**The exercise**
Render as a JSON list of strings the lines of the entries starting with the line that contains "Exercise. Point to the grass lawn" and going on through the end of the entries, with one string per line and blank lines omitted.

**Supplied information**
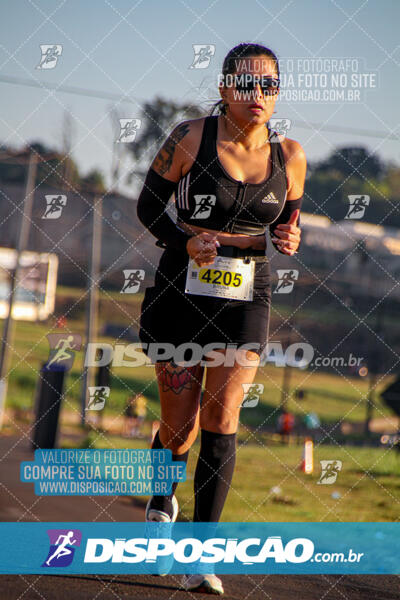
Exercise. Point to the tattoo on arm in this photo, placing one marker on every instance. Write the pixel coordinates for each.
(163, 160)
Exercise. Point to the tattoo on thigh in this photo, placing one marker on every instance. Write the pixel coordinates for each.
(177, 378)
(163, 160)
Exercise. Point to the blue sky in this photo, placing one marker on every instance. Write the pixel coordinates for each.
(144, 48)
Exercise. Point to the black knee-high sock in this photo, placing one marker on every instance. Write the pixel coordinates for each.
(213, 474)
(164, 503)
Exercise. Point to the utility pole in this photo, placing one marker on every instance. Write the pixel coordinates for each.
(22, 242)
(93, 298)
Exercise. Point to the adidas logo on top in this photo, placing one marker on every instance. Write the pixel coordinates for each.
(270, 199)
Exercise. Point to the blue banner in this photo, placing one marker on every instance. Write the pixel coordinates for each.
(151, 548)
(89, 472)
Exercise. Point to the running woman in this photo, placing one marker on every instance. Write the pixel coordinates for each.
(233, 180)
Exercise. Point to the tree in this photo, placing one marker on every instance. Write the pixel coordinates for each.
(93, 181)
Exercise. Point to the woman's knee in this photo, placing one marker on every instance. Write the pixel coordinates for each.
(178, 438)
(220, 418)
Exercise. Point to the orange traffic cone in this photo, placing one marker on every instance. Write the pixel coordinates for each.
(307, 462)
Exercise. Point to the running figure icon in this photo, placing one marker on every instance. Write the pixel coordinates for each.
(62, 549)
(62, 347)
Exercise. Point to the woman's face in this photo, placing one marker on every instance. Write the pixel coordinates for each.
(250, 106)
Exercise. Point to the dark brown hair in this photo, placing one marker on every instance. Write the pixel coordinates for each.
(242, 51)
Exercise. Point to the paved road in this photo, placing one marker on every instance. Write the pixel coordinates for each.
(237, 587)
(19, 503)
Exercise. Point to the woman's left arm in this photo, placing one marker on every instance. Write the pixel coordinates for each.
(285, 231)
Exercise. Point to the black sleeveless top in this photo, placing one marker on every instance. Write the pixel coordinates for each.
(208, 196)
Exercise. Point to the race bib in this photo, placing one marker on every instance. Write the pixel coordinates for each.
(226, 277)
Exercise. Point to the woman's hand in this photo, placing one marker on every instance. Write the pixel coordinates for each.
(203, 248)
(288, 235)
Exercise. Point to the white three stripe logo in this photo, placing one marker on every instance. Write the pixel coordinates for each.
(183, 188)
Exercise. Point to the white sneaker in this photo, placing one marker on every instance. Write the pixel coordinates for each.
(206, 584)
(159, 516)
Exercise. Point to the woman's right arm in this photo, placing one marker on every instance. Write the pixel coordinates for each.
(156, 192)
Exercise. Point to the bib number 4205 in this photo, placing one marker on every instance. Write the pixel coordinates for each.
(215, 276)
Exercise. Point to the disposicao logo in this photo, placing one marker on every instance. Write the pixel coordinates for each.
(62, 547)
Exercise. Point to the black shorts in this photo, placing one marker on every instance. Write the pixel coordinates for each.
(169, 315)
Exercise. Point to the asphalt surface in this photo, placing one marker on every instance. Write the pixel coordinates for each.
(19, 503)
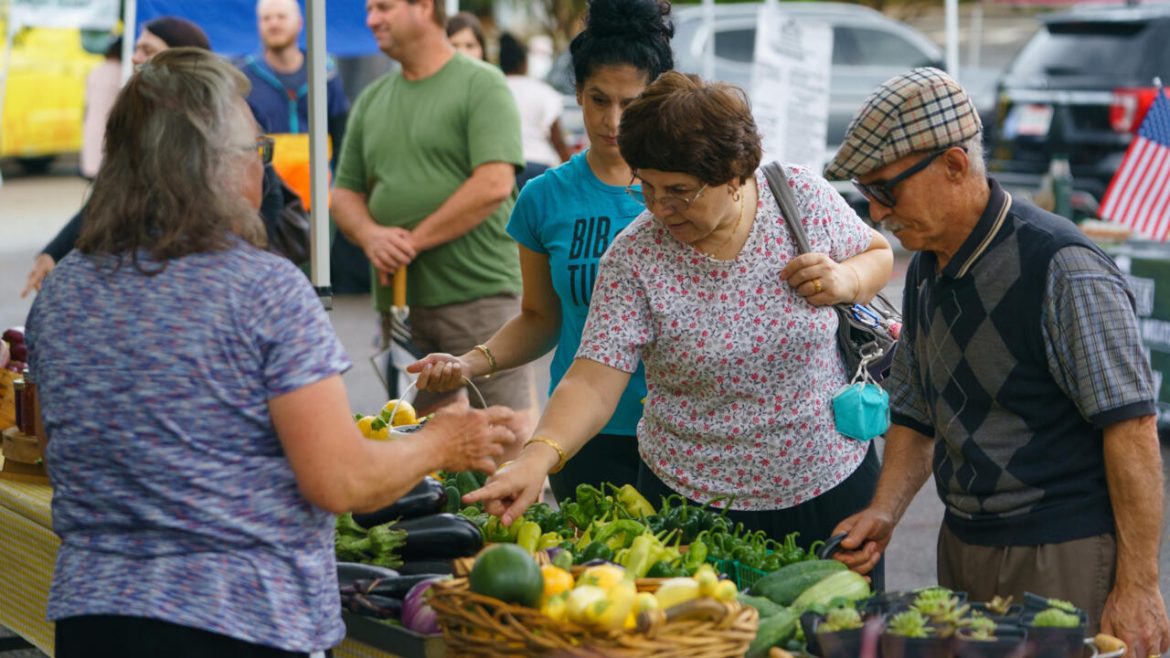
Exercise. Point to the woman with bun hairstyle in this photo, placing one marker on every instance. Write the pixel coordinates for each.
(564, 220)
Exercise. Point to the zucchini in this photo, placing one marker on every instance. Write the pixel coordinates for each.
(765, 607)
(773, 631)
(847, 585)
(785, 584)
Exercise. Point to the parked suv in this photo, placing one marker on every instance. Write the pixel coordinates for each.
(1079, 88)
(868, 48)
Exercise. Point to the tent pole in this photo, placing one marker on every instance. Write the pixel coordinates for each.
(6, 63)
(129, 33)
(318, 153)
(952, 38)
(709, 48)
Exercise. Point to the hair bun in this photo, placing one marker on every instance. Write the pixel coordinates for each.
(631, 19)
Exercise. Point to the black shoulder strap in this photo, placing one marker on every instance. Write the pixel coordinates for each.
(775, 175)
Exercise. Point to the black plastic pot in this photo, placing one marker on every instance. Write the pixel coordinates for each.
(1055, 643)
(894, 646)
(1005, 645)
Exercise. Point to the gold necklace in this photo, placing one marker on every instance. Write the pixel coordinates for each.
(735, 230)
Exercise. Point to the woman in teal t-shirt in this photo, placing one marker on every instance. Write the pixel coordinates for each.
(564, 220)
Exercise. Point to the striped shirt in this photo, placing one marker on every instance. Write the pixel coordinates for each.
(172, 495)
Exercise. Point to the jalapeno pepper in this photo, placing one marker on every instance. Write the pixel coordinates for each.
(528, 535)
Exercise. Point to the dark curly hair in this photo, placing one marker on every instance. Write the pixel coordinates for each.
(624, 32)
(683, 124)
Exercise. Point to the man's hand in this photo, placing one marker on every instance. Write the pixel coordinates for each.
(869, 532)
(387, 247)
(1137, 616)
(41, 268)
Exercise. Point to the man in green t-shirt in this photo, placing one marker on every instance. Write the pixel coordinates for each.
(425, 179)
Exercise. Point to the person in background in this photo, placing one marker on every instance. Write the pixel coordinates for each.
(426, 179)
(564, 220)
(735, 327)
(200, 439)
(280, 102)
(466, 35)
(157, 35)
(102, 86)
(1020, 343)
(280, 79)
(539, 112)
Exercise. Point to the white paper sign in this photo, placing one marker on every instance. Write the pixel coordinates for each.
(88, 14)
(790, 87)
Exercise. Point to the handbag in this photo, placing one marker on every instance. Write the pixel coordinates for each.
(286, 219)
(867, 334)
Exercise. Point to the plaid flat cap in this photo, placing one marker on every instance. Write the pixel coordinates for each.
(920, 110)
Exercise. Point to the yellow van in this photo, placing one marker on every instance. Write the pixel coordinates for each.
(45, 100)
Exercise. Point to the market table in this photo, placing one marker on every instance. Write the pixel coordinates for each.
(26, 570)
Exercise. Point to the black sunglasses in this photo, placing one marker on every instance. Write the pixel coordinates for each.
(882, 191)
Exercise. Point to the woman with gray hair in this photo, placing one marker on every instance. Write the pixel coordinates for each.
(200, 440)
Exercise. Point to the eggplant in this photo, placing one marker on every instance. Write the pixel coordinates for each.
(372, 605)
(427, 568)
(425, 499)
(439, 536)
(350, 571)
(399, 587)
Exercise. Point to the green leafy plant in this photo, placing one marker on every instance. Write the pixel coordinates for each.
(840, 619)
(942, 609)
(1055, 618)
(999, 605)
(909, 623)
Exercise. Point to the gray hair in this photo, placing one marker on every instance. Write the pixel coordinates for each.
(169, 183)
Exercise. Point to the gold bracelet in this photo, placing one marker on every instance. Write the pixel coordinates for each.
(553, 445)
(491, 361)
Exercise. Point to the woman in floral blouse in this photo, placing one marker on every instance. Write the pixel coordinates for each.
(735, 328)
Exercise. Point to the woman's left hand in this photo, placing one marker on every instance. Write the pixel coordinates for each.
(821, 280)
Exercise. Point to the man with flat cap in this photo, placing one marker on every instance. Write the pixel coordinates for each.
(1020, 381)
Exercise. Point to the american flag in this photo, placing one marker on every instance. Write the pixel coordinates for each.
(1138, 196)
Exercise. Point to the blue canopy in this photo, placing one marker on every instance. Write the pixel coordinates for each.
(231, 25)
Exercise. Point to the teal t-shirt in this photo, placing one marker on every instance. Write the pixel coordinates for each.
(408, 145)
(572, 217)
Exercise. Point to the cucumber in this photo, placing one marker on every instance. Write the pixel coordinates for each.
(785, 584)
(773, 631)
(765, 607)
(848, 585)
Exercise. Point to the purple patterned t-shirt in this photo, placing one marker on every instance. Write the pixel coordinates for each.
(172, 495)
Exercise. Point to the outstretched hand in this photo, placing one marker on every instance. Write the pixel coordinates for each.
(440, 372)
(472, 439)
(821, 280)
(511, 489)
(867, 535)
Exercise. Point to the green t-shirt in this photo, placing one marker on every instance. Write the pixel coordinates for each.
(408, 145)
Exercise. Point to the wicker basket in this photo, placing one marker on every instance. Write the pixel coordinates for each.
(477, 625)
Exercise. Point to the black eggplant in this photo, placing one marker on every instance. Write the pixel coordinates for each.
(439, 536)
(425, 499)
(397, 588)
(372, 605)
(350, 571)
(427, 568)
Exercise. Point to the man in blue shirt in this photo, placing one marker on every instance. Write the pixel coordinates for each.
(280, 76)
(280, 102)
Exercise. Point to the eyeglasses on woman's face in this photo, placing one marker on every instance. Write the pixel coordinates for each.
(882, 191)
(672, 203)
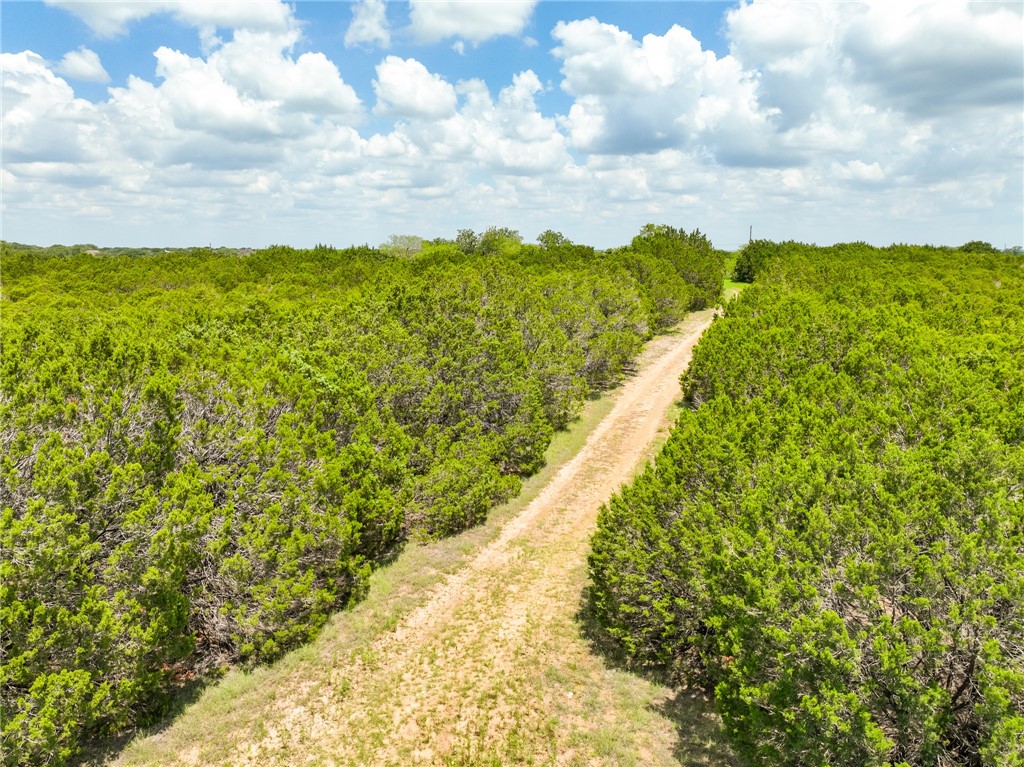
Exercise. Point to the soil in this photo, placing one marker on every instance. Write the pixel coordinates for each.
(495, 666)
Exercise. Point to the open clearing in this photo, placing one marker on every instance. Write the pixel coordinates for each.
(471, 650)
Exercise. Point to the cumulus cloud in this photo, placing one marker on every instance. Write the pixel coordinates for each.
(404, 88)
(42, 119)
(660, 92)
(932, 58)
(111, 17)
(807, 115)
(475, 20)
(370, 26)
(83, 65)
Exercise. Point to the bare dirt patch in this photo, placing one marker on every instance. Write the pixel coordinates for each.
(491, 667)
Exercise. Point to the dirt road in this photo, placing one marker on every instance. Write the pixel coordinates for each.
(493, 668)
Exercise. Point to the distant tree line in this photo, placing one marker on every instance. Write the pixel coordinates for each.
(202, 456)
(832, 541)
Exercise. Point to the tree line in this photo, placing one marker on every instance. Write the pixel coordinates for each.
(202, 456)
(832, 541)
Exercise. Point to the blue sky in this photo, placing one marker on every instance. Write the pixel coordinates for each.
(248, 123)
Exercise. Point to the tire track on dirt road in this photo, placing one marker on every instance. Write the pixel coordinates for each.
(492, 668)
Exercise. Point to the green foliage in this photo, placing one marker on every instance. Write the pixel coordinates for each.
(753, 259)
(833, 538)
(205, 454)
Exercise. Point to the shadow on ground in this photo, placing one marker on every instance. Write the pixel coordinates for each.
(700, 737)
(103, 751)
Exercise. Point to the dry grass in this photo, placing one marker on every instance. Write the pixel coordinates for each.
(474, 650)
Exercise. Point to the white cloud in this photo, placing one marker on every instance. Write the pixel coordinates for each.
(370, 26)
(406, 88)
(933, 58)
(808, 129)
(254, 62)
(111, 17)
(83, 65)
(665, 91)
(42, 119)
(475, 20)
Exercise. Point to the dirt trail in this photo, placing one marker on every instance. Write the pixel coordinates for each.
(492, 668)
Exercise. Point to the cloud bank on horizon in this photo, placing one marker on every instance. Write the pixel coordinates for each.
(822, 122)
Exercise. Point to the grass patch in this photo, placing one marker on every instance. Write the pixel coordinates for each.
(224, 707)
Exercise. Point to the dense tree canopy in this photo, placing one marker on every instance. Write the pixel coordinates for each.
(204, 455)
(833, 538)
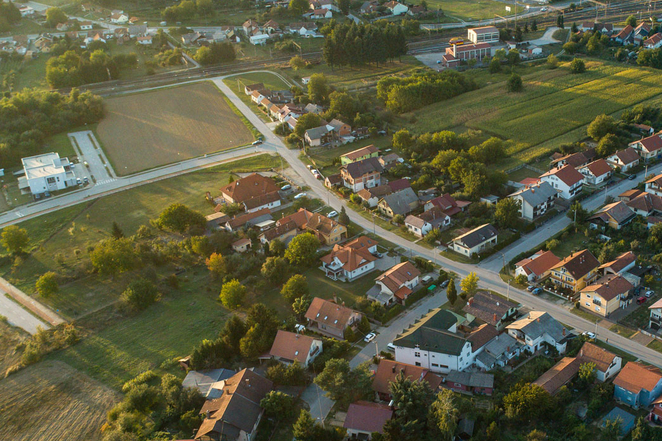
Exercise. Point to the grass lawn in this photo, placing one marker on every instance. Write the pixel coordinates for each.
(570, 101)
(55, 237)
(145, 341)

**Solution below**
[
  "Exercise. Point to the grass lawn in this photo, placing one marker on every instance. Write the pixel coordinates for each.",
  "(570, 101)",
  "(55, 237)",
  "(145, 341)"
]